▶ **Problems**:
[1] Echo the passage of the financial excerpt that begins at the words "Total assets as" and stops after the words "at December 31, 2011.".
[2] List each of the rows that contains the string "Every", with case counting.

▶ **Document section**:
++++++++++++++++++++

Total assets as of June 30, 2012, was $12,344,248 compared to total assets of $12,407,459 as of December 31, 2011. Stockholders' equity as of June 30, 2012 was $11,657,463 compared to stockholders’ equity of $11,988,364 as of December 31, 2011. The decrease in assets and stockholders’ equity was primarily related to cash used in operations for the six months ended June 30, 2012.

As of June 30, 2012, we had current assets of $2,095,144, including cash and cash equivalents of $372,532.  We had current liabilities of $686,785.  The Company had $1,408,359 of working capital at June 30, 2012 compared to $1,739,932 at December 31, 2011.

In August 2011, Sky Petroleum delivered a bank guarantee in a form of a letter of credit from Texas Citizens Bank, N.A. The Company has pledged a CD of $1,500,000 to secure the letter of credit.

Pursuant to the PSC, covering three exploration blocks, Four, Five, and Dumre in the Republic of Albania, or the Concession Area, the Company has committed to minimum expenditures of $1,500,000 for the first exploration period of two years. Sky provided a bank guarantee for $1,500,000 on August 10, 2011, and has paid $50,000 towards the first year's training and education. The Company is in the planning stages of the first exploration period.

Sky Petroleum anticipates that it will be required to raise capital during the remainder of 2012 to fund its ongoing working capital requirements and arbitration costs.

In October 2011, the Company initiated subscriptions agreements for a non-brokered private placement to raise $1,000,000. Upon receipt of proceeds the Company will issue up to 4,000,000 Class A Units at $0.25 per unit to investors. Each Class A Unit consisted of one share of common stock of the Company, par value $0.001 and one Class A Warrant.  Each Class A Warrant is exercisable to acquire one Class B Unit of the Company at an exercise price of $0.35 per Class B Unit until January 20, 2013. Each Class B Unit consists of one share of common stock of the Company, par value $0.001 and one Class B Warrant.  Each Class B Warrant is exercisable to acquire one common share of the Company, par value $0.001 at an exercise price of $0.60 per Class B Warrant Share until January 20, 2014. The Company received $1,000,000 in proceeds as of June 30, 2012. As of June 30, 2012, the 4,000,000 common shares and 4,000,000 Class A Warrants were issued.

++++++++++++++++++++

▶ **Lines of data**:
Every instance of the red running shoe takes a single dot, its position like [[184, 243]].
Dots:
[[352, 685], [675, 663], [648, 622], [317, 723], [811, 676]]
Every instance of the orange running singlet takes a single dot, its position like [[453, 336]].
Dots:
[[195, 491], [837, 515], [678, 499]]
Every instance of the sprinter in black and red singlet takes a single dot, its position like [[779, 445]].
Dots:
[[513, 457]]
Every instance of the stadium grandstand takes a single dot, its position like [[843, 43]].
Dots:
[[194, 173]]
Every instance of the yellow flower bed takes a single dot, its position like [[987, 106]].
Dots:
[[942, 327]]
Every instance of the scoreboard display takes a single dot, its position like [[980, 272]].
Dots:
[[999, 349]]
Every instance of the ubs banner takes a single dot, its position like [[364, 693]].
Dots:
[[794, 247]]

++++++++++++++++++++

▶ **Outputs for the tasks**:
[1]
Total assets as of June 30, 2012, was $12,344,248 compared to total assets of $12,407,459 as of December 31, 2011. Stockholders' equity as of June 30, 2012 was $11,657,463 compared to stockholders’ equity of $11,988,364 as of December 31, 2011. The decrease in assets and stockholders’ equity was primarily related to cash used in operations for the six months ended June 30, 2012.

As of June 30, 2012, we had current assets of $2,095,144, including cash and cash equivalents of $372,532.  We had current liabilities of $686,785.  The Company had $1,408,359 of working capital at June 30, 2012 compared to $1,739,932 at December 31, 2011.

[2]
Every instance of the red running shoe takes a single dot, its position like [[184, 243]].
Every instance of the orange running singlet takes a single dot, its position like [[453, 336]].
Every instance of the sprinter in black and red singlet takes a single dot, its position like [[779, 445]].
Every instance of the stadium grandstand takes a single dot, its position like [[843, 43]].
Every instance of the yellow flower bed takes a single dot, its position like [[987, 106]].
Every instance of the scoreboard display takes a single dot, its position like [[980, 272]].
Every instance of the ubs banner takes a single dot, its position like [[364, 693]].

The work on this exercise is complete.